** Your assignment **
Look through the data below and extract, unchanged, the lines from the one that contains "x=942, y=152" to the one that contains "Query: kneeling player in white kit", both included.

Dataset entries:
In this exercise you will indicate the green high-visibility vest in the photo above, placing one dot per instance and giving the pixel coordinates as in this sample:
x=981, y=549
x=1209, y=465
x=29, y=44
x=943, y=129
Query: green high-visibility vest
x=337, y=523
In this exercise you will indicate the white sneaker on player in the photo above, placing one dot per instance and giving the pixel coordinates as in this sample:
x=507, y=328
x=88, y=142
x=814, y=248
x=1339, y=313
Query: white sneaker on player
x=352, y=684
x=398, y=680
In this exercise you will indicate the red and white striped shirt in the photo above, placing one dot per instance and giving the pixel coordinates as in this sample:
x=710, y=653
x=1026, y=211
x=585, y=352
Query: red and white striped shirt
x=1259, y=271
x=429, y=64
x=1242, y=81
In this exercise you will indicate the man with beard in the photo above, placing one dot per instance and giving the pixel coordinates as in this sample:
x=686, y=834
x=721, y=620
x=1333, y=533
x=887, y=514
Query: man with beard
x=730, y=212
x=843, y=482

==

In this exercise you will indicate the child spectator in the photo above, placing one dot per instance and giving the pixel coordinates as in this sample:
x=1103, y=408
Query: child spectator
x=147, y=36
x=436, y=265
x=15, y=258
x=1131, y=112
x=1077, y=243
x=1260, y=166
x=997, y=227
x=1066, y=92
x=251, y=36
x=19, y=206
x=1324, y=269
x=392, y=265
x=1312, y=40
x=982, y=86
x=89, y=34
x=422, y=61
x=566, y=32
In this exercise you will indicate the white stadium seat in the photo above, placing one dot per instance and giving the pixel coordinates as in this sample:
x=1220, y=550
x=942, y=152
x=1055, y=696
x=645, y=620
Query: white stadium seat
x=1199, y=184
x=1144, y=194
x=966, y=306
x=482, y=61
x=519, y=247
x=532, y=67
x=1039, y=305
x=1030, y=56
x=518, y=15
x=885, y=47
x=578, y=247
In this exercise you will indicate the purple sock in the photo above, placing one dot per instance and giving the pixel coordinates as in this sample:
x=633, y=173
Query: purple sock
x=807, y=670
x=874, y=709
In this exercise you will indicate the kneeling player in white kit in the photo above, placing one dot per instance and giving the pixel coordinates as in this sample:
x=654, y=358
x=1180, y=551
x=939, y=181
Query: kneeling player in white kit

** Response to the exercise **
x=942, y=152
x=1055, y=696
x=645, y=620
Query: white stadium seat
x=1199, y=184
x=1144, y=194
x=966, y=306
x=482, y=61
x=519, y=247
x=532, y=67
x=1039, y=305
x=1030, y=56
x=518, y=15
x=885, y=47
x=578, y=247
In this exercise you will indicate the purple sock in the photo above, placing one dot per instance and giving the pixel coordinates as in this sample:
x=633, y=173
Query: purple sock
x=807, y=670
x=874, y=709
In this exercise you will indicate the kneeling player in white kit in the photo above, placing one dot per instance and giving the pixel coordinates as in this sample:
x=654, y=358
x=1180, y=551
x=939, y=181
Query: kneeling player in white kit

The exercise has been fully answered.